**Parts of the exercise:**
A. Decide whether each statement agrees with the Coronation Street excerpt. Answer yes or no, and quote the deciding words: (i) the first episode aired on Monday at 7 pm; (ii) the Siege Week was taken off-air after the Cumbria shootings; (iii) once postponed, the remaining episodes aired every night of the week, Tuesday included.
B. Please carry on the Coronation Street siege week excerpt from the point where it stops.

[Opening Excerpt provided section]

The first episode aired on Monday at 7 pm, followed by a special 9 pm show that night and for the next four evenings. Peter Fincham, ITV's director of television, channels and online, said: 'With...the explosive return of one of Coronation Street's most notorious villains, it's a huge week for ITV and our viewers. I'm particularly delighted that both shows will be available in high definition for the first time on ITV HD.'

Following the Cumbria shootings, that occurred on 2 June 2010, the Siege Week was temporarily taken off-air, as it was felt that the storyline was too similar to real life events. The remaining siege episodes were transmitted the following week instead, in a heavily truncated schedule. It was postponed until Monday 7 June, and aired throughout the week every night except the Tuesday.

[Closing Excerpt provided section]
[Opening Exercise data section]

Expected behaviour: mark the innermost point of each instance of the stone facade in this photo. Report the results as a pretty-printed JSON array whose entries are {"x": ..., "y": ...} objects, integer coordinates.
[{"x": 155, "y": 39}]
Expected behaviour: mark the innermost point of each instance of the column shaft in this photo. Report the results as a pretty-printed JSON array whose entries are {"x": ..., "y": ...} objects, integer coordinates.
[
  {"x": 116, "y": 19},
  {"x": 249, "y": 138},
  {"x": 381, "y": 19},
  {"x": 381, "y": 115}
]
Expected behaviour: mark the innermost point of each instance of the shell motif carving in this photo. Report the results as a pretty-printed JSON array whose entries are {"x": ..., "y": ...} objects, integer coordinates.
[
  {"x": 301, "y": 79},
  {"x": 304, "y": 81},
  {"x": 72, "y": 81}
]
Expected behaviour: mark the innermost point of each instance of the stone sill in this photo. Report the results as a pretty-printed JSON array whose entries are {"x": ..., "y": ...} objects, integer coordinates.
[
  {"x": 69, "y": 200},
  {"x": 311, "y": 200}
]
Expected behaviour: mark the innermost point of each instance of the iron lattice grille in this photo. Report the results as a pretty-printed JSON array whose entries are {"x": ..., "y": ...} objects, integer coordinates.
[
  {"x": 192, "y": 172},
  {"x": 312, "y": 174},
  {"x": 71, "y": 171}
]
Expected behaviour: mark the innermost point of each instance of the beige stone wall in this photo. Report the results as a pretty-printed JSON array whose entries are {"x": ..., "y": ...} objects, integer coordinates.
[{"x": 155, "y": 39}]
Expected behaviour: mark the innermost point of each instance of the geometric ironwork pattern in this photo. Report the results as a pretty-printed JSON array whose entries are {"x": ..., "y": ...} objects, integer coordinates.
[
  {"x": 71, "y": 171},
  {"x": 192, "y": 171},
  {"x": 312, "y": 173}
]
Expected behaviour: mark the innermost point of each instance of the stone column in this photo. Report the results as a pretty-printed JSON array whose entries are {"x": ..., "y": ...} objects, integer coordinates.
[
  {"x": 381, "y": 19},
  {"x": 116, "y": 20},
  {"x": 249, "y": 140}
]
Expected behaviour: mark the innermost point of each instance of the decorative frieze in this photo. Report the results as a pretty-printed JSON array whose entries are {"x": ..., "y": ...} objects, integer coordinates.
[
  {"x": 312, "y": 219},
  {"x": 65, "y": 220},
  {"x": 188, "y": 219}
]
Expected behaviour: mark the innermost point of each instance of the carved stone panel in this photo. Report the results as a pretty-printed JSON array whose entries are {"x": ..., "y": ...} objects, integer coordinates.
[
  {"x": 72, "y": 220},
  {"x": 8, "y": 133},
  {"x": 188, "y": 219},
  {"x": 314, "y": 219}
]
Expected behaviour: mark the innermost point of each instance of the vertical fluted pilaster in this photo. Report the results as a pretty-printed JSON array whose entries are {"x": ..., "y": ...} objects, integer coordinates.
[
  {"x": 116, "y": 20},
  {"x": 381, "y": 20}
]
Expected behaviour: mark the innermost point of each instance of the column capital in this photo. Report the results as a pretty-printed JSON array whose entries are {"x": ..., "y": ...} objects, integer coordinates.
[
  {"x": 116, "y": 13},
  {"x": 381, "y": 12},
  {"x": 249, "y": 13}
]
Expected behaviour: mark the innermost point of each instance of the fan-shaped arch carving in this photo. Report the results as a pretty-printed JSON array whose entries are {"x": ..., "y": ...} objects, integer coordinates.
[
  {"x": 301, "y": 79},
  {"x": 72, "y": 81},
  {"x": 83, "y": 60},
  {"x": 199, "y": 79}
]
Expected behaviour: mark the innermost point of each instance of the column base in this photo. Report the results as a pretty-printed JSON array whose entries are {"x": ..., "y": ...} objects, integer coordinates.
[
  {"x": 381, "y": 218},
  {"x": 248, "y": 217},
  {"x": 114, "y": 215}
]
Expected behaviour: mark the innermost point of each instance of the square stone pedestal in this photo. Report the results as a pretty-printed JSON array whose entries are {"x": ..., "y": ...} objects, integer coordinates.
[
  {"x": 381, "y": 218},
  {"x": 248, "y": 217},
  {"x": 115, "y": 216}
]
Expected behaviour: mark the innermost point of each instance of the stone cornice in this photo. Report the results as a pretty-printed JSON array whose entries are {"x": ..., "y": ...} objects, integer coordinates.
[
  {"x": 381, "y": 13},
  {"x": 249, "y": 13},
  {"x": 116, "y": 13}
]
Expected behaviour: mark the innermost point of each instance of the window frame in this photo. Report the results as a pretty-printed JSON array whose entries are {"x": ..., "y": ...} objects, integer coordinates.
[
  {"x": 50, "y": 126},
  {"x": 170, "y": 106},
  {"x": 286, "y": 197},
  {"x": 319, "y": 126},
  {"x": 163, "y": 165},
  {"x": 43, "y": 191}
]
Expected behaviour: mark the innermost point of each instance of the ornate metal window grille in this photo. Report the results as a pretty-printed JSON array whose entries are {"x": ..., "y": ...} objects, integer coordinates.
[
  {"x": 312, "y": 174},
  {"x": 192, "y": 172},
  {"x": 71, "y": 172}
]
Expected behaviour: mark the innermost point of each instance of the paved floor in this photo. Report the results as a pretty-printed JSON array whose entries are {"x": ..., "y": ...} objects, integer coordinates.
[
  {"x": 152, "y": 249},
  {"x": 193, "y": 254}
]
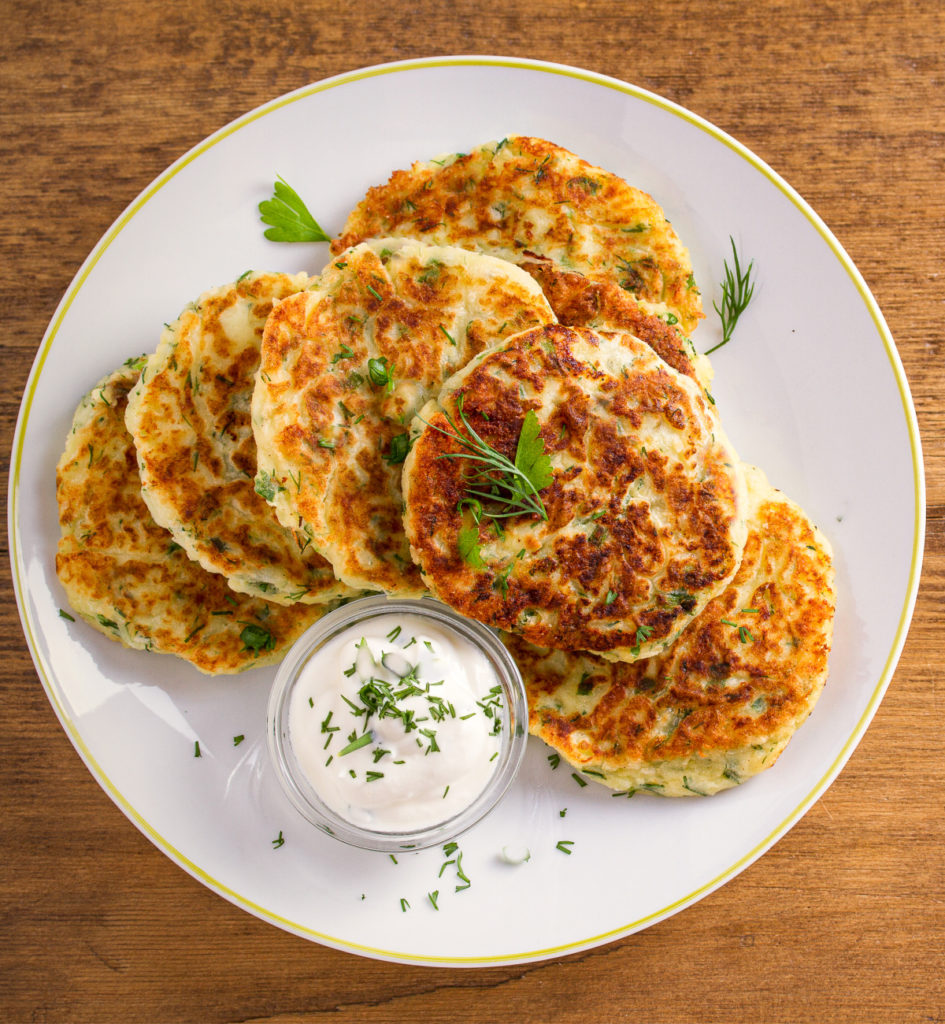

[Closing Exercise data section]

**Responses by item number:**
A.
(i) Yes: "The first episode aired on Monday at 7 pm"
(ii) Yes: "Following the Cumbria shootings, that occurred on 2 June 2010, the Siege Week was temporarily taken off-air"
(iii) No: "aired throughout the week every night except the Tuesday"

B.
==Reception==
The 9 pm first night of 'Siege Week' was an instant hit with viewers, attracting more than 500,000 viewers to the ITV HD channel on Monday 31 May.

Ian Wylie, writing for The Guardian, said that "the conclusion to Siege Week was some of the best Corrie I'd ever seen. It certainly sets the benchmark for the 50th anniversary in December."

When King left Coronation Street in 2016, she named the Siege Week as one of her five favourite moments from ten years on the show.